Selected extract:
Well, I'm the guy who originally wrote this note. I don't have a dog trained to track, but I like the previous suggestion of training, and belive me, I will train my dog. Unfortunately, I hunt alone--and track alone. This property is 350 miles from my house. I searched for about 4 hours the afternoon/evening I shot him, and my wife wanted to go home and couldn't stay the next day to search. I drove all the way home that night, turned around and went back. Searched all day to no avail. I used a GPS, tracked the blood as far as it went, and then started going back and forth through the woods about 25 feet apart. I went back up this weekend for 2 1/2 days tracking back and forth. I went down hill and toward a river. I think I covered well over 100 acres. I was convinced I'd find him...nothing. What a heartbreak. I don't recall a greater disappointment. I will definately get my dog trained. As you guys mentioned he's down somewhere. I appreciate the comment about aiming toward the opposite leg/shoulder. That makes sense. Only wish I knew that last weekend.


----------



## Bobm (Aug 26, 2003)

Dont beat yourself up about it, nothing in nature is wasted, if you dont eat him... rest assured a wolf or some coyotes did.

Stuff happens. I lost the first of roughly 150 bow kills two years ago when the guys that lease the land I tracked up to would not let me trespass to search on there. Real jerks, they were hunting that day and didn't want me to chase the deer off their land looking for my buck.

I was using a very well trained shorthair on a lead and would of found the deer.


----------

Listed entries:
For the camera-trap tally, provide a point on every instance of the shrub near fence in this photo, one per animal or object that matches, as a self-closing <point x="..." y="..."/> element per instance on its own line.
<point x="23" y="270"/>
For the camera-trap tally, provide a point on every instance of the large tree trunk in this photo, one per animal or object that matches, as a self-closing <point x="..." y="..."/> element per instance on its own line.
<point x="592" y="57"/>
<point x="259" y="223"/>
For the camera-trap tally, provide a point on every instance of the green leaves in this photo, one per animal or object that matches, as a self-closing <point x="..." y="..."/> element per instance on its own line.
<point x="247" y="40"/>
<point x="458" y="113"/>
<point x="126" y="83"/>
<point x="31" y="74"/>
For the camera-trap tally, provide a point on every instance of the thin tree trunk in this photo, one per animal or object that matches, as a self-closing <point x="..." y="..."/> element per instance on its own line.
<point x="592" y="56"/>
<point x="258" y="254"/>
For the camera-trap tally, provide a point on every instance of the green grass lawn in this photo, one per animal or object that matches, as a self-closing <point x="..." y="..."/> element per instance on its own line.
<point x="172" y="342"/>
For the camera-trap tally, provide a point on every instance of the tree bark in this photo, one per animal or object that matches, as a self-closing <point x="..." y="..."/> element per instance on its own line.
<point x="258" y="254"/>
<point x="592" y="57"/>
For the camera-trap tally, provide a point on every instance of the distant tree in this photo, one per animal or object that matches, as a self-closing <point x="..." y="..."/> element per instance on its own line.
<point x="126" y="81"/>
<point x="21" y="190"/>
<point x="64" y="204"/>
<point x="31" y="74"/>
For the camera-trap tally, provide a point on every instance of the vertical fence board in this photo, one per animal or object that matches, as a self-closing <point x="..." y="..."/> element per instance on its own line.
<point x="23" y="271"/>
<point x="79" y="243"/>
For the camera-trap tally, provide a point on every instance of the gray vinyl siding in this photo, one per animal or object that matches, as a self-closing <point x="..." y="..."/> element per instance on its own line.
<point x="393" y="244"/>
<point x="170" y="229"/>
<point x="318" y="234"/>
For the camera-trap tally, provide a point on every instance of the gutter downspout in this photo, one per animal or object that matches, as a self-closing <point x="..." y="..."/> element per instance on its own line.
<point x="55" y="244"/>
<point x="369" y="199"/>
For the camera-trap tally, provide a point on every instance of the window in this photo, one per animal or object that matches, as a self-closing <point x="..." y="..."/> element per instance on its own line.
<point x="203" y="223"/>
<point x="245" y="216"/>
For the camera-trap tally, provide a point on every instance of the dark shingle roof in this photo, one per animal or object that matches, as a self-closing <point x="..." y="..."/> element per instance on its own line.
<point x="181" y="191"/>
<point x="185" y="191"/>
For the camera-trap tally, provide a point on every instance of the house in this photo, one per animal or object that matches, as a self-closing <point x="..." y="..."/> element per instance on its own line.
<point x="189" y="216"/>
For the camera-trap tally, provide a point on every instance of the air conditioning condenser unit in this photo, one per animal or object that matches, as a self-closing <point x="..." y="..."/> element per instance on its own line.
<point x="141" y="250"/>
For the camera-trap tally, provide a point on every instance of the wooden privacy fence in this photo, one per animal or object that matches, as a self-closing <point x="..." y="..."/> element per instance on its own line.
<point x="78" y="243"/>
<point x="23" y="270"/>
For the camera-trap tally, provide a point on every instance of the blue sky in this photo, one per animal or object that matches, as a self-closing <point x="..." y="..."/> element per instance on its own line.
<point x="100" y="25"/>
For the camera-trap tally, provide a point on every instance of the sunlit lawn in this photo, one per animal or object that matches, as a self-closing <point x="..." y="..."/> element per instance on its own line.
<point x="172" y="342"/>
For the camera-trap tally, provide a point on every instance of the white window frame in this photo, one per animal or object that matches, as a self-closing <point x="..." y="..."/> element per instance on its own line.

Directive A: Write out the passage of the deer-tracking thread starting at "Stuff happens. I" and ending at "found the deer.".
Directive B: According to the deer-tracking thread, why was Bobm unable to search for the first bow kill he lost?
Answer from the deer-tracking thread alone.

Written solution A:
Stuff happens. I lost the first of roughly 150 bow kills two years ago when the guys that lease the land I tracked up to would not let me trespass to search on there. Real jerks, they were hunting that day and didn't want me to chase the deer off their land looking for my buck.

I was using a very well trained shorthair on a lead and would of found the deer.

Written solution B: The men who leased the land he had tracked the deer to would not let him trespass to search there. They were hunting that day and did not want him chasing deer off their land while he looked for his buck.